- TEXT SEGMENT
════════

A particularly valuable piece of goodwill would be the selling physician’s ongoing services to their patient base—provided that the selling physician will hang around for a significant period of time—because there’s value to that continuity. Related to that is the value of the staff. If the buying physician, hospital, or private equity firm is going to get the key staff so they can continue to operate that practice at that location—even if the selling doctor leaves quickly or instantly—there are still elements of continuity that are worth something.

The question of patient records

MDLinx: Do you sell patient records?

Shaber: The practice owns the paper or electronic patient files, and the practice can sell them or not, depending on the wishes of the buyer and seller. You can be pretty sure the buyer won’t want the old files of former, non-recurring patients. The question becomes how much they are worth. That can become an issue under state and federal laws that forbid paying for referrals or paying kickbacks. You can’t guarantee that the patients will stay, and if the buyer pays an inflated price for the records, that looks like a disguised payment for the patients.

MDLinx: What is the process of selling a practice?

Krosner: As lawyers, our job is to advocate for our clients and get the best deal possible for [them], document it, make sure it’s regulatorily compliant, doesn’t violate any laws, and make sure the doctor is as protected as possible under the contracts. There is a principal acquisition agreement that has representations/warranties by the sellers and indemnification obligations to the buyer if those are wrong, and for other negotiated items. The seller’s lawyer seeks to limit that indemnification exposure as much as possible.

We often say our job is to help the seller achieve the most valuable transaction possible, with the greatest likelihood of the seller keeping that purchase price in his or her pocket. We also help clients understand and achieve the transaction and identify other professionals to assist.

"There’s a cadence to a transaction."

Dave Krosner

MDLinx: Which professionals participate in the sale of a practice?

Krosner: I like to have a team. You definitely need an M&A [mergers and acquisitions] lawyer, and often a healthcare regulatory lawyer, involved. Ideally, you would also have your accountant involved to help supplement the lawyer in terms of structure and tax results to the doctor. Sometimes you’ll have a broker—especially if it’s a larger transaction—to help identify and attract potential buyers and obtain the best purchase price possible. Brokers are engaged by the seller or the buyer. Small practices are unlikely to hire a broker.

════════

(Dataset entries)
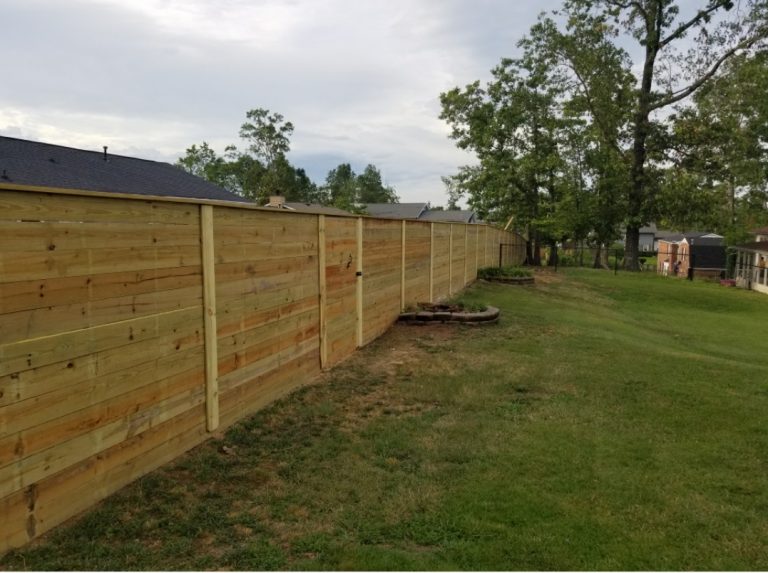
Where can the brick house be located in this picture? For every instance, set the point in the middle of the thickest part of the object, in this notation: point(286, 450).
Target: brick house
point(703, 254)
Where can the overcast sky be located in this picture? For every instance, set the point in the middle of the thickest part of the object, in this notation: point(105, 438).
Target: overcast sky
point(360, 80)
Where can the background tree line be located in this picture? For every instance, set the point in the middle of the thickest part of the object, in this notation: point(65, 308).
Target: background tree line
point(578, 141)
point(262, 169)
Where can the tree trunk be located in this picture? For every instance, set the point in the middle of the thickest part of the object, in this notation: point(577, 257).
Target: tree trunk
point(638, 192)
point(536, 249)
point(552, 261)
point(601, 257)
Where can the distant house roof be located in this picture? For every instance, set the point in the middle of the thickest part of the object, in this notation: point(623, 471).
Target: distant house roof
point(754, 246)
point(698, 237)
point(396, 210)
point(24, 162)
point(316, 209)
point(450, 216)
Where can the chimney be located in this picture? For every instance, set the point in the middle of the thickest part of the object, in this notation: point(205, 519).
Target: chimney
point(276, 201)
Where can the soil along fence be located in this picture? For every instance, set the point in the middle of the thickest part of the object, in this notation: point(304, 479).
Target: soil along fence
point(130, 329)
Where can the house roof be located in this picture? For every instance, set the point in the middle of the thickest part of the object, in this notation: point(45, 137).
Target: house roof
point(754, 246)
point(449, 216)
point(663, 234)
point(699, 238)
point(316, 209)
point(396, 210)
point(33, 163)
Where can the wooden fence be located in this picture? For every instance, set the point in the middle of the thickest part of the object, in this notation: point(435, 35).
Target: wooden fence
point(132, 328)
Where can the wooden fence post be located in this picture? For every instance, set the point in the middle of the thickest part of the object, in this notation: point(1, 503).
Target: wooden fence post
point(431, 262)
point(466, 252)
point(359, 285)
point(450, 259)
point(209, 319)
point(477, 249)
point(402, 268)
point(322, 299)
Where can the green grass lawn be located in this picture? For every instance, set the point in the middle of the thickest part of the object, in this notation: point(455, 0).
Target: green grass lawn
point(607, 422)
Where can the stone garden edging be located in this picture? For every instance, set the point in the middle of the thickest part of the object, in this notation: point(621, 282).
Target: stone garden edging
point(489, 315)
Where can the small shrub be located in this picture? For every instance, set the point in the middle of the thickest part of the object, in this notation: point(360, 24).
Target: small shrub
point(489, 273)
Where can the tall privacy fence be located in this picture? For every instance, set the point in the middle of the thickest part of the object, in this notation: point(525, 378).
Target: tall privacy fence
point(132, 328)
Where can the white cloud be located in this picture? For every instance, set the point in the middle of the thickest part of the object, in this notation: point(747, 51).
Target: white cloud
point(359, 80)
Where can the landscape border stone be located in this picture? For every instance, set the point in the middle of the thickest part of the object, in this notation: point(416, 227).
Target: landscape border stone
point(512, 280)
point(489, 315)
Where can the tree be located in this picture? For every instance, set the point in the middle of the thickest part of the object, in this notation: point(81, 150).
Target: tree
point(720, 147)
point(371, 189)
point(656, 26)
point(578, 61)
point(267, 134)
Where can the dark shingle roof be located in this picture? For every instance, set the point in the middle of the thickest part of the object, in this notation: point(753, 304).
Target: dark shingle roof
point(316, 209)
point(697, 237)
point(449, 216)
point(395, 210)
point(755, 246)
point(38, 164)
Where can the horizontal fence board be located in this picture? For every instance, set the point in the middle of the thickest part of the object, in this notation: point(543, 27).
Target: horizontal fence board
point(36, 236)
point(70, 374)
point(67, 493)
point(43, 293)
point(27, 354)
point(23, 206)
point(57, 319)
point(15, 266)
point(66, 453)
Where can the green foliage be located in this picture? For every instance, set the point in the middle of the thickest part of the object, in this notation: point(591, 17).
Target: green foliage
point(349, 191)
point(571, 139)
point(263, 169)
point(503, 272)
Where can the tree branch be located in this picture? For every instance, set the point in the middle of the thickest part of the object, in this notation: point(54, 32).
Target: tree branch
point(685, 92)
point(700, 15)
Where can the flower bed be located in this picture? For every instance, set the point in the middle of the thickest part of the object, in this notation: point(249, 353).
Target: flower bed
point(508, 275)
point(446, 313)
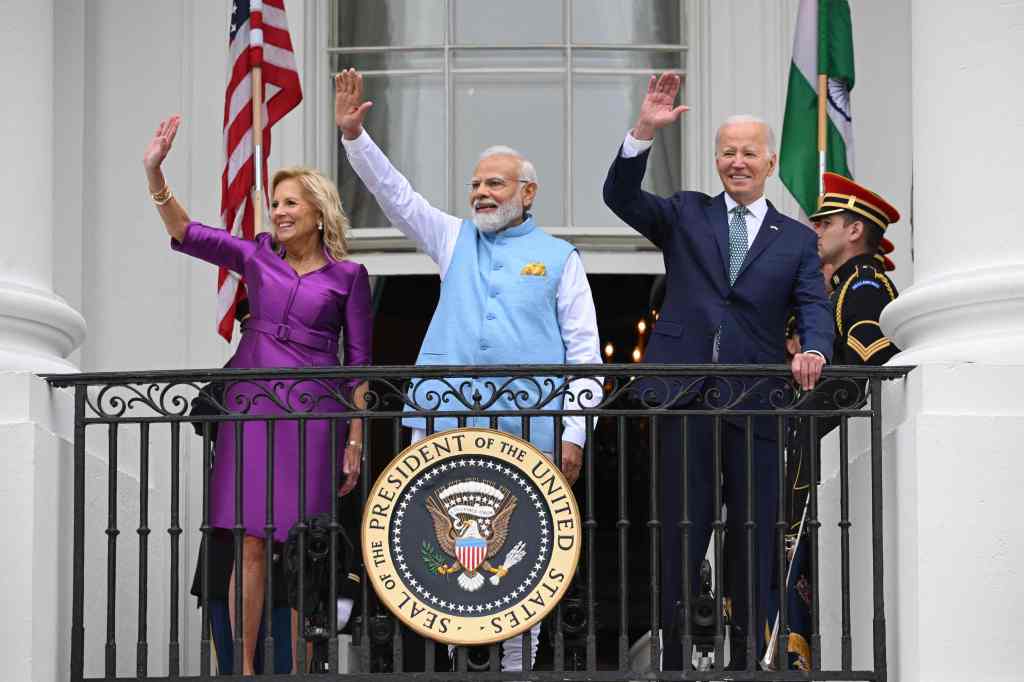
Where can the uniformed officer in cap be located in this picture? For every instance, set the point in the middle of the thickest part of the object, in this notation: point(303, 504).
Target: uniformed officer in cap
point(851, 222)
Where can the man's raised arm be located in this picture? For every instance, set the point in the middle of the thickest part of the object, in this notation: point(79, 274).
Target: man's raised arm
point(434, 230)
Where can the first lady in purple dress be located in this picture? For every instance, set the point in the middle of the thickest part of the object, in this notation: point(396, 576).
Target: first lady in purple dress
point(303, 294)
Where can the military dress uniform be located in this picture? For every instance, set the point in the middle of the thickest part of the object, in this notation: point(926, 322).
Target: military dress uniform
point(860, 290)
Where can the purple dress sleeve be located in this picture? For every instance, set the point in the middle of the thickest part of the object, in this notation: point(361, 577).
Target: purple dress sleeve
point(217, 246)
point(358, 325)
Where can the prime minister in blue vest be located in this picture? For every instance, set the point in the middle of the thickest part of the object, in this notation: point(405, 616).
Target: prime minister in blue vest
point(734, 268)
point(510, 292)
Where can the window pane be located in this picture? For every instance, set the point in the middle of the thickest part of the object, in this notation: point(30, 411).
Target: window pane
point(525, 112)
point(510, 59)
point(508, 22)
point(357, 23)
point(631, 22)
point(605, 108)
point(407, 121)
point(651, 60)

════════

- EXERCISES TO COMPLETE
1. According to the practice-sale interview, who owns the paper or electronic patient files?
2. Rewrite the passage of the practice-sale interview between "The question of" and "for the patients.", inclusive, substituting "illegal inducements" for "kickbacks".

- ANSWER SET
1. The practice owns the paper or electronic patient files.

2.
The question of patient records

MDLinx: Do you sell patient records?

Shaber: The practice owns the paper or electronic patient files, and the practice can sell them or not, depending on the wishes of the buyer and seller. You can be pretty sure the buyer won’t want the old files of former, non-recurring patients. The question becomes how much they are worth. That can become an issue under state and federal laws that forbid paying for referrals or paying illegal inducements. You can’t guarantee that the patients will stay, and if the buyer pays an inflated price for the records, that looks like a disguised payment for the patients.